Entries taken from a collection:

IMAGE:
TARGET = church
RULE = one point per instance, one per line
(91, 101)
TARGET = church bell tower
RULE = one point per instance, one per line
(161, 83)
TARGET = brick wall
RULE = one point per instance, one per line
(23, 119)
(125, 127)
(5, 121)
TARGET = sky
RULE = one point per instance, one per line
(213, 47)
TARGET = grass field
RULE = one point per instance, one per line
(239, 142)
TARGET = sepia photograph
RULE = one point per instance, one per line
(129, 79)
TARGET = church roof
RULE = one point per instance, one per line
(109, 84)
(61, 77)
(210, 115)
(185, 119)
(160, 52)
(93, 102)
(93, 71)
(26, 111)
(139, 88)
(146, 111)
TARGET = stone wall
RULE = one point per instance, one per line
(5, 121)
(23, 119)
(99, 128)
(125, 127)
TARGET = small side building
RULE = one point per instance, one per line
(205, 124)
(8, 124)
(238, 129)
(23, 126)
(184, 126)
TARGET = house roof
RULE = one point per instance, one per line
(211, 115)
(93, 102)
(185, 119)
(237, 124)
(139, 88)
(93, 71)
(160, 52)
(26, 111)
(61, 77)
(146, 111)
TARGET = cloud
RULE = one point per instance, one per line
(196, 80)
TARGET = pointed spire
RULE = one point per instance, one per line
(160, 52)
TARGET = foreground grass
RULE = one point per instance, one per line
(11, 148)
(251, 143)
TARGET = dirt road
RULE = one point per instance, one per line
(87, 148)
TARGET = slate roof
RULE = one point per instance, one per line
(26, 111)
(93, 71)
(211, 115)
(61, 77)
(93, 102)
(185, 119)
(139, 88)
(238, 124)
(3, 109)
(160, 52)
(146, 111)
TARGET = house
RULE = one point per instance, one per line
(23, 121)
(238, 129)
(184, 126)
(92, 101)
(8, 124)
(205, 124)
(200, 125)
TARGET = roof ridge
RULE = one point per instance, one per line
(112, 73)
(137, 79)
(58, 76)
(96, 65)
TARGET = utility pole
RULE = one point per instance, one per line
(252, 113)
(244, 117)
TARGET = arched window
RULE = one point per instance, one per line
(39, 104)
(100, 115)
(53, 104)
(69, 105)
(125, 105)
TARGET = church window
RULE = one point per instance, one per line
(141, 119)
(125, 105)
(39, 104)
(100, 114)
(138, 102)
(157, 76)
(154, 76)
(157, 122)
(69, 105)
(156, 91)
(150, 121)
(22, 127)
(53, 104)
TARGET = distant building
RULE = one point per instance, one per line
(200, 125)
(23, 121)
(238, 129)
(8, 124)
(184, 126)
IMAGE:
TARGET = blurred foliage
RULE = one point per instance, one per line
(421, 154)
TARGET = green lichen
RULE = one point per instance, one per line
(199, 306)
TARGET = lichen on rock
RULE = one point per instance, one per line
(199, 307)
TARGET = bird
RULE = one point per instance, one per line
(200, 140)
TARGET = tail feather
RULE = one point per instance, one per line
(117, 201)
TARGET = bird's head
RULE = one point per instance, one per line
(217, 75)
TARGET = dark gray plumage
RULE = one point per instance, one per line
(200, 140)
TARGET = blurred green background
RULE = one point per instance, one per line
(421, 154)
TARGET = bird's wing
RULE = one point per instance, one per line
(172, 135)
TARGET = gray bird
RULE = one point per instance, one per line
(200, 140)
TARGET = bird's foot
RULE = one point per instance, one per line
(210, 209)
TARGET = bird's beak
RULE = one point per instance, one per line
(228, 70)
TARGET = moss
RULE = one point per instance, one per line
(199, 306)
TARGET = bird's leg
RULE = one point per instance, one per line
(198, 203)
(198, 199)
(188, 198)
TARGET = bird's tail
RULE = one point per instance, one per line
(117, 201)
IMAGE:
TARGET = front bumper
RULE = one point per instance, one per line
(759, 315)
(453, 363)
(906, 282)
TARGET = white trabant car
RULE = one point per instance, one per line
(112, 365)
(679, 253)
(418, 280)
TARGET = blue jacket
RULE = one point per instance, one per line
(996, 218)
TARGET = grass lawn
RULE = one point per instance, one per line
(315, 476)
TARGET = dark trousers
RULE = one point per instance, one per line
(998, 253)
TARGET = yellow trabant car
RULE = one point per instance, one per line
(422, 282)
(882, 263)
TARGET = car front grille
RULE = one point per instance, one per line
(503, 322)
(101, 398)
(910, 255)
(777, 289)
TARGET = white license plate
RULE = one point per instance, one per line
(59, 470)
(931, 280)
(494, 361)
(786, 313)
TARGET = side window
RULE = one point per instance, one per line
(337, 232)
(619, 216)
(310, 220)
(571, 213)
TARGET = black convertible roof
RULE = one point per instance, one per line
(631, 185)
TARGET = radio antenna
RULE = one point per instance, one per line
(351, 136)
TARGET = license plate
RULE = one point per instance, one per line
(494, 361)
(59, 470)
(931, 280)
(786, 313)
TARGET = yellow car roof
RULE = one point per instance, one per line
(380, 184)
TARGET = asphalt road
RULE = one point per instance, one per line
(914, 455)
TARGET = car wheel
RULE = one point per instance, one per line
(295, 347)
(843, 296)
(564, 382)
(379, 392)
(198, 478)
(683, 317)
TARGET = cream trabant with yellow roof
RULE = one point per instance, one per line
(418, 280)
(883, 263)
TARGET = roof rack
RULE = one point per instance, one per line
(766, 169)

What to do: Lines in the data that hold "white" must be located and copied.

Exercise result:
TARGET = white trabant car
TARGET = white license plate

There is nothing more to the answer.